*TEXT BLOCK:*
--------

Gene-splicing: court tosses issue to public
In ruling that a "man-made" microbe is patentable, the US Supreme Court has resolved a narrow legal question and issued an awesome challenge. The people of the United States, through their elected representatives and legislative bodies, must decide the extent to which they believe humans should seek to manipulate organic life at its fundamental level and under what restraints this should be done. The courts cannot make that decision for them.
This is the overriding significance of the ruling. The finding that existing patent law protects artificially tailored microorganisms is of secondary importance. Congress can change the law at any time.And even if the court had denied patent rights, companies could protect their novel microbes as trade secrets while patenting the processes in which they are used. This latter patent right never was contested.
However, those who believe that genetic engineering -- redesigning the genetic makeup of living organisms -- raises profound moral and social issues had hoped that the court would pronounce on these issues in making its decision. This the court has pointedly declined to do.
Chief Justice Warren E. Burger, in writing the majority decision, noted that some of the briefs submitted to the court " . . . present a gruesome parade of horribles. Scientists, among them Nobel laureates, are quoted suggesting that genetic research may pose a serious threat to the human race." However, he added , "The grant or denial of patents on microorganisms is not likely to put an end to genetic research or to its attendant risks. Legislative or judicial fiat as to patentability will not deter the scientific mind from probing into the unknown. . . ."
Then, directly addressing the question of how social policy should be made, he wrote: "What is more important is that we are without competence to entertain these arguments -- either to brush them aside as fantasies generated by fear of the unknown, or to act on them. The choice we are urged to make is a matter of high policy for resolution within the legislative process after the kind of investigation, examination, and study that legislative bodies can provide and courts cannot. Whatever their validity, the contentions now pressed on us should be addressed to the political branches of the government, the Congress and the executive, and not to the courts."

--------

*DATASET EXCERPT:*

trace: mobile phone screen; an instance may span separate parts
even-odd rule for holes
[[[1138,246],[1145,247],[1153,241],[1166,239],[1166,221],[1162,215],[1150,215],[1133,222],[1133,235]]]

--------

In the text on gene-splicing, how could companies protect their novel microbes if the court had denied patent rights?

As trade secrets, while patenting the processes in which the microbes are used.